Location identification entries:
□ □ □ □ □ □ □
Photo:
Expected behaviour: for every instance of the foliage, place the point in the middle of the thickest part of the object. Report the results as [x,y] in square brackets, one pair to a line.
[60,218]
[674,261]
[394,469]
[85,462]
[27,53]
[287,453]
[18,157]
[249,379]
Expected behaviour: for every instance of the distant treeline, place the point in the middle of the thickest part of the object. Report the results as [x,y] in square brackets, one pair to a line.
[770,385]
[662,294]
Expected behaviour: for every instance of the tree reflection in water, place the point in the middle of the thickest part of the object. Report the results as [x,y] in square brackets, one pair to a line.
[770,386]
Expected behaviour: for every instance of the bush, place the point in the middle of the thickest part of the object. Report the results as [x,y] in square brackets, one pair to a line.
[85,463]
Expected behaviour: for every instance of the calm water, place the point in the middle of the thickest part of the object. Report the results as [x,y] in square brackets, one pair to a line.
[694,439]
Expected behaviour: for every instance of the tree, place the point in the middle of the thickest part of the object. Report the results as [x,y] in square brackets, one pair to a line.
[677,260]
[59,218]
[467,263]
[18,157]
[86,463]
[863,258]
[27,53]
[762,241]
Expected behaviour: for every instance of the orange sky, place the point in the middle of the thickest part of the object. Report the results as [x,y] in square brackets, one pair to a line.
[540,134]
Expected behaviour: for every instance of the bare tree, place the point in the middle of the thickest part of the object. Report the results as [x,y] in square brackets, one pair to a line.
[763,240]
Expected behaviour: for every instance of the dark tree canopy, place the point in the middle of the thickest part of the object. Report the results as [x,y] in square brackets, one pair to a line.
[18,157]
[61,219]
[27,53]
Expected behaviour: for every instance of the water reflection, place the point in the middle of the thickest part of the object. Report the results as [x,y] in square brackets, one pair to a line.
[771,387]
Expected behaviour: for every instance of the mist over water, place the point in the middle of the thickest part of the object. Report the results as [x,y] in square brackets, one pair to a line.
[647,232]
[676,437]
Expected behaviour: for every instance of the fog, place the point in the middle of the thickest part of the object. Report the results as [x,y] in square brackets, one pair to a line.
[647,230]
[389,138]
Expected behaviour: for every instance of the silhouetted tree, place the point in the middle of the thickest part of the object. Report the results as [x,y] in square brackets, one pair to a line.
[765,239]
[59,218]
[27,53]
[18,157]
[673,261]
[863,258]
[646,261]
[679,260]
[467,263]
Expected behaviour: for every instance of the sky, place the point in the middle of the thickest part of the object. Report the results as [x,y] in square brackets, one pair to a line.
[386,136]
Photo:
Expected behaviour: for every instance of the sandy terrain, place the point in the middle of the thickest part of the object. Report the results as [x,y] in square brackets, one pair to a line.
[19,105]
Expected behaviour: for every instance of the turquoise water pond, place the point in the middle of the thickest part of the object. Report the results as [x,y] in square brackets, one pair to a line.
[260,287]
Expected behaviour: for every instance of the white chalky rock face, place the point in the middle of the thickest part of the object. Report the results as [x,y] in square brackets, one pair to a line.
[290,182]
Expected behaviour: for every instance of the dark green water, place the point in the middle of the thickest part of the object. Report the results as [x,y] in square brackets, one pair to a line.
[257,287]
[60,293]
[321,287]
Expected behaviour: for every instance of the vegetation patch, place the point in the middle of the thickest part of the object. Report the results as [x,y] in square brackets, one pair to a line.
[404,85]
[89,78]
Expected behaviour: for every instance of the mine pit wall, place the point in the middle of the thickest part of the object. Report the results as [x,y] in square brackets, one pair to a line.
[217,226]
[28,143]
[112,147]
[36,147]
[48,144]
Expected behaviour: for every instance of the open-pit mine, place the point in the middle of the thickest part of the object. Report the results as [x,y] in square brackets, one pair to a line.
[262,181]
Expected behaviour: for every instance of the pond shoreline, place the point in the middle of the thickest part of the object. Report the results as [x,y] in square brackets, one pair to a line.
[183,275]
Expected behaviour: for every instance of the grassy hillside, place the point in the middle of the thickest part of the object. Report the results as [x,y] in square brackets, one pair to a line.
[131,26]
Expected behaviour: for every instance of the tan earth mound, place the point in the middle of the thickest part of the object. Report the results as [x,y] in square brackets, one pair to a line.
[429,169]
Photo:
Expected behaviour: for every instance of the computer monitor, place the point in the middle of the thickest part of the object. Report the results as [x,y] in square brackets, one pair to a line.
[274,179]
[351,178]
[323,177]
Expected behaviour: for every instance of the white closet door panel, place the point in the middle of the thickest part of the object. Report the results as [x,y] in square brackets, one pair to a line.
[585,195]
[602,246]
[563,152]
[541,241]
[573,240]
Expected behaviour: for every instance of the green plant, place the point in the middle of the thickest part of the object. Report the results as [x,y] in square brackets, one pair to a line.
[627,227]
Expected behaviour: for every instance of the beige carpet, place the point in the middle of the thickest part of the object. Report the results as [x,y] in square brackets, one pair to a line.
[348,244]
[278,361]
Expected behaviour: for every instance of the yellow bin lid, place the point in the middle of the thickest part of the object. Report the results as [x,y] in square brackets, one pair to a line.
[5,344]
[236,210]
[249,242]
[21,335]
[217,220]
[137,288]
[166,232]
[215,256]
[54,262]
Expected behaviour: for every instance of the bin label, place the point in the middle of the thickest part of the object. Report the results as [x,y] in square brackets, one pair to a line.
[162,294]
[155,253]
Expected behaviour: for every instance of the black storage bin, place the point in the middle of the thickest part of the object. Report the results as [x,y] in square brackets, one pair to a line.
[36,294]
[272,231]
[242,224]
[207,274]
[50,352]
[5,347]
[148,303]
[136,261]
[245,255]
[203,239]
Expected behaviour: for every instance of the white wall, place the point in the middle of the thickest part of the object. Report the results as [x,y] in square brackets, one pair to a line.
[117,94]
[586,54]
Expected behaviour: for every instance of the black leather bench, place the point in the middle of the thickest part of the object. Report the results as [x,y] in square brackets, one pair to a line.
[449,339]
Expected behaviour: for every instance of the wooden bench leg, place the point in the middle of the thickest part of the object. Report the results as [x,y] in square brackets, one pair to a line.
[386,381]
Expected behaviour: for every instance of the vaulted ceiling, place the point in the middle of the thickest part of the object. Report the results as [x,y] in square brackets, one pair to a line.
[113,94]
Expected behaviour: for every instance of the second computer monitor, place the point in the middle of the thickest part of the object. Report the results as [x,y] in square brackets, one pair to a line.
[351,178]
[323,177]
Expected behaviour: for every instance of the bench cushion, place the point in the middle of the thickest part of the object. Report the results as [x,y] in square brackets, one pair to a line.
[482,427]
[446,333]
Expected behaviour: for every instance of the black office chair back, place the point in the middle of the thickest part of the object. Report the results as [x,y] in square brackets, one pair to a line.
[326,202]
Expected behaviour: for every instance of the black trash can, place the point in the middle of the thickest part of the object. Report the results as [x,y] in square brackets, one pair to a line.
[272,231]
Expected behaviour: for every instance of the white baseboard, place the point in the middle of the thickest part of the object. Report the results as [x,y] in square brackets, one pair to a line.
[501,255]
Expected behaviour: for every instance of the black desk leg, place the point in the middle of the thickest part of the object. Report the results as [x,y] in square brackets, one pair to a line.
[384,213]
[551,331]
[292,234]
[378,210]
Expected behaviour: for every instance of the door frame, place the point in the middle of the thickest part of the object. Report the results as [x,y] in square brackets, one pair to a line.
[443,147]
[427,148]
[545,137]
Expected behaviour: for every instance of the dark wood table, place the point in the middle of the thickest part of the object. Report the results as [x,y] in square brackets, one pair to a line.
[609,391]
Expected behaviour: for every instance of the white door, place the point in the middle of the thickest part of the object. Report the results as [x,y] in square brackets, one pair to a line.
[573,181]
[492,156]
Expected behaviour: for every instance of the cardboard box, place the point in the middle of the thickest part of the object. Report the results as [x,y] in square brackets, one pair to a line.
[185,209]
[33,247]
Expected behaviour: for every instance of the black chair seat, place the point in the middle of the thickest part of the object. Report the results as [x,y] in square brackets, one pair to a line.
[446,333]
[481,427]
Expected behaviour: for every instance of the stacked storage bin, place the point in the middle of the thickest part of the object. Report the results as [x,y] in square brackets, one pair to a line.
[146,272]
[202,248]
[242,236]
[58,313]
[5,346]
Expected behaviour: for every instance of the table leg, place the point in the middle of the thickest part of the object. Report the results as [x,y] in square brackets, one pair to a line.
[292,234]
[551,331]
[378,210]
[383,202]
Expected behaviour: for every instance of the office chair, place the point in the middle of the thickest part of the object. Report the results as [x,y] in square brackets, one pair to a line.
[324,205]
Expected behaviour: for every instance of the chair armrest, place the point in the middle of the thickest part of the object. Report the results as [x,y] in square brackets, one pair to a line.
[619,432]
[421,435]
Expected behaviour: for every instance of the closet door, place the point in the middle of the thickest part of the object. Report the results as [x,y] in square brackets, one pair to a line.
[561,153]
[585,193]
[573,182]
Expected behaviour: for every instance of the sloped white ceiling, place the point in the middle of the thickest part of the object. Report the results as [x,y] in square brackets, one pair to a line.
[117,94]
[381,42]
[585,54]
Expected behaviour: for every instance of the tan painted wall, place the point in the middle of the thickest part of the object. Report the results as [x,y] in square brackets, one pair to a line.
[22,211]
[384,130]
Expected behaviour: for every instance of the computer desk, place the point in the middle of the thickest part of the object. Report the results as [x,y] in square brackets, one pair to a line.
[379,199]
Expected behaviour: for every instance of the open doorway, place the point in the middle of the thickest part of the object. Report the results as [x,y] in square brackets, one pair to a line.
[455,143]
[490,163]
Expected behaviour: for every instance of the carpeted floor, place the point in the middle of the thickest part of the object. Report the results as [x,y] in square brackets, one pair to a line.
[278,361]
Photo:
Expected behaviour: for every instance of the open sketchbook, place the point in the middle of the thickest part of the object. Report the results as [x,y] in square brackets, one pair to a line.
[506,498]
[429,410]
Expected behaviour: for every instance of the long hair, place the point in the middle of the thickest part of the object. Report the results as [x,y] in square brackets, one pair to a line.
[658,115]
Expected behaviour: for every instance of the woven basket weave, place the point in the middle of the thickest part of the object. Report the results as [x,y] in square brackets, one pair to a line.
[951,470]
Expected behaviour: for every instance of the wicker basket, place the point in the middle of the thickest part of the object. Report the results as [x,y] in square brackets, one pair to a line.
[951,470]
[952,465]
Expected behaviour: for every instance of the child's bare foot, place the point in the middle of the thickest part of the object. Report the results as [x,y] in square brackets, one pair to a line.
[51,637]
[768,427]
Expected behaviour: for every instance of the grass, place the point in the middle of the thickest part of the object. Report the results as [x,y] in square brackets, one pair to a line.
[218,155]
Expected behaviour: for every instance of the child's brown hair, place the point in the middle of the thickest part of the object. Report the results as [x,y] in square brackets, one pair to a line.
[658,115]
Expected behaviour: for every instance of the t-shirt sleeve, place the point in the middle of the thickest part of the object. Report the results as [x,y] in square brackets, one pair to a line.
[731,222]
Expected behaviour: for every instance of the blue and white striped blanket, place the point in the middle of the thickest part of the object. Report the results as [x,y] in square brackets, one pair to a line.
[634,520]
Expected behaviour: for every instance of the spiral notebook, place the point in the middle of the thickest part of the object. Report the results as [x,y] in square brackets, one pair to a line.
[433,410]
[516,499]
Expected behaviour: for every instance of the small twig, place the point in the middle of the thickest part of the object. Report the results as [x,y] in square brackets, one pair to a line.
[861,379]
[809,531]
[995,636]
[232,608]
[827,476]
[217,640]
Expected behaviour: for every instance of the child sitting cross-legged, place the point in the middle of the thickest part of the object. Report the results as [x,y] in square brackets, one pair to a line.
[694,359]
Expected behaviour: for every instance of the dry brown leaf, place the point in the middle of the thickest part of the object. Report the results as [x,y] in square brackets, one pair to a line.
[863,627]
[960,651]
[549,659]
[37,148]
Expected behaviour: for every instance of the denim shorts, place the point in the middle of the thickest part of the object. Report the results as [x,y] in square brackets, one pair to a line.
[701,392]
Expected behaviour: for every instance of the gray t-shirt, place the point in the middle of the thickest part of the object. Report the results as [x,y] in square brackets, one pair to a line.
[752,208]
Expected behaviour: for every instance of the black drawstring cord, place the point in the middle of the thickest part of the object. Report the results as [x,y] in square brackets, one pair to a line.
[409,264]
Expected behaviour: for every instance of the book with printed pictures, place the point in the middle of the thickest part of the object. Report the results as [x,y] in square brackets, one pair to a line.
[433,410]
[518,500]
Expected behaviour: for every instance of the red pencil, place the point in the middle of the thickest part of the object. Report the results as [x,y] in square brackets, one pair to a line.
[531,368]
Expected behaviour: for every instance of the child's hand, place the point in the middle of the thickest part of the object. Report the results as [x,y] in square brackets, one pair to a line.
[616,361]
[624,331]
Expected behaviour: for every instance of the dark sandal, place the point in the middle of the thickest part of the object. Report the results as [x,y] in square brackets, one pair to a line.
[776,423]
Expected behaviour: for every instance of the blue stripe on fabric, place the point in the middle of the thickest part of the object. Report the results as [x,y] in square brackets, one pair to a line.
□ □ □ □ □ □ □
Challenge:
Transcribe word for word the lines from the one holding "Expected behaviour: for every instance of the dry" to the last line of the listing above, inclusive.

Task output:
Expected behaviour: for every instance of the dry brown leaf, place the point in the middle of the thickest part of the object. Report the results as [x,y] in square brackets, one pair to a line.
[863,627]
[960,651]
[549,659]
[37,148]
Expected behaviour: for every instance of the denim shorts, place the point in the middle of the thickest part of the object. Report the results as [x,y] in square brackets, one pair to a line.
[701,392]
Expected behaviour: for every instance of the gray t-shirt, place the point in the middle of the thickest part of the object. Report the results as [x,y] in square brackets, one pair to a line.
[752,208]
Expected behaviour: for every instance of the black drawstring cord, place the point in the middle of the thickest part of the object. Report the results as [x,y] in square brackets, one pair to a line.
[409,264]
Expected behaviour: for every instance of the book with printed pictures, place the point in the middle of the thickest part of the object. Report the results as [x,y] in square brackets, one pair to a line.
[433,410]
[518,500]
Expected behaviour: for every instance of the red pencil, place the point in the middle of the thickest part of the object. Report the results as [x,y] in square brackets, one pair to a line.
[531,368]
Expected behaviour: for every instance of the child's hand, place the point in the middle of the thickest part of the object. Report the results as [x,y] in square brackets, one pair to a line.
[616,361]
[624,331]
Expected behaviour: for every instance of the dark sandal, place the point in the middle of the thickest part of the object. Report the results as [x,y] in square brackets, one pair to a line.
[776,423]
Expected behaviour: for every instance of the blue stripe on fabric, place the point in the middle of the thickest part of the object. Report the results as [x,y] in square brackets, one pair to a line.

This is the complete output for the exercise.